Items from a data source:
::::::::
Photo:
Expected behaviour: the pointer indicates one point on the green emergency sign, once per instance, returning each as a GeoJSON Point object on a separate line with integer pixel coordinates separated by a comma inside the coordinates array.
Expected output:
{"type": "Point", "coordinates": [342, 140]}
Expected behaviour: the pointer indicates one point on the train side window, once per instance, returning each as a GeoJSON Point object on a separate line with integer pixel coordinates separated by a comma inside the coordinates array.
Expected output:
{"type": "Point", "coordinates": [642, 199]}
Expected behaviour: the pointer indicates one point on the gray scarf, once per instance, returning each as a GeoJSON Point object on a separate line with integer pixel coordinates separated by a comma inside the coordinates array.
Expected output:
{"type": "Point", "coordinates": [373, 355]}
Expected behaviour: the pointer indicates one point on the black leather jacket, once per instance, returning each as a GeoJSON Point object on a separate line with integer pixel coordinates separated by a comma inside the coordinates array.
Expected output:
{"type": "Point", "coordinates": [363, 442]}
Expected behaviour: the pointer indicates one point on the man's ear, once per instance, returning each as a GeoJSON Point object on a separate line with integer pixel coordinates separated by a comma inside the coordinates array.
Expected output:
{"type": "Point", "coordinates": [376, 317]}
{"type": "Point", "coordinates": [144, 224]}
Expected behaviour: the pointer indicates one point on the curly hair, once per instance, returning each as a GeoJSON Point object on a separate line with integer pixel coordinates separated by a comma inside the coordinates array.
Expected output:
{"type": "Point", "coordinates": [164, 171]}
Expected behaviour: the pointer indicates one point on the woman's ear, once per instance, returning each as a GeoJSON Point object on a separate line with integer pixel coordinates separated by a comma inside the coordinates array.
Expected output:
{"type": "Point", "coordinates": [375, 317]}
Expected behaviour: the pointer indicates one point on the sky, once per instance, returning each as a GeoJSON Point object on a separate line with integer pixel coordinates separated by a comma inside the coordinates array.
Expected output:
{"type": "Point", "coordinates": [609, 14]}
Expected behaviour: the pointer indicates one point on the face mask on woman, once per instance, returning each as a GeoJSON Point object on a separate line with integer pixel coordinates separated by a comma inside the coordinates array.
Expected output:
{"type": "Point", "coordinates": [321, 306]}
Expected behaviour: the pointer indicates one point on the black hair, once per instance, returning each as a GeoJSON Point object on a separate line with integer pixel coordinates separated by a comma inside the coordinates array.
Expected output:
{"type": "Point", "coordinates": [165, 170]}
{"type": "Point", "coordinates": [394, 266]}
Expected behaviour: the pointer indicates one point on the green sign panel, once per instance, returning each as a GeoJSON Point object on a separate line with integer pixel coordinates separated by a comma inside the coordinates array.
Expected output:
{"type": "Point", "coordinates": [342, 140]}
::::::::
§ Task prompt
Beginning at the line above with "Expected behaviour: the pointer indicates one point on the gray" and finishing at the line with "Expected behaviour: the pointer indicates one point on the man's", return each line exactly and return nothing else.

§ Written answer
Expected behaviour: the pointer indicates one point on the gray scarf, once per instance, returning each as a GeoJSON Point object on a separate line with integer pixel coordinates separated by a comma inside the coordinates array.
Expected output:
{"type": "Point", "coordinates": [373, 355]}
Expected behaviour: the pointer indicates one point on the black leather jacket, once per instance, returning each as a GeoJSON Point object on a separate line with integer pixel coordinates separated by a comma inside the coordinates array.
Expected output:
{"type": "Point", "coordinates": [363, 442]}
Expected behaviour: the pointer indicates one point on the man's ear, once per instance, returning each as a GeoJSON Point object on a separate line with integer pixel coordinates separated by a comma inside the coordinates array.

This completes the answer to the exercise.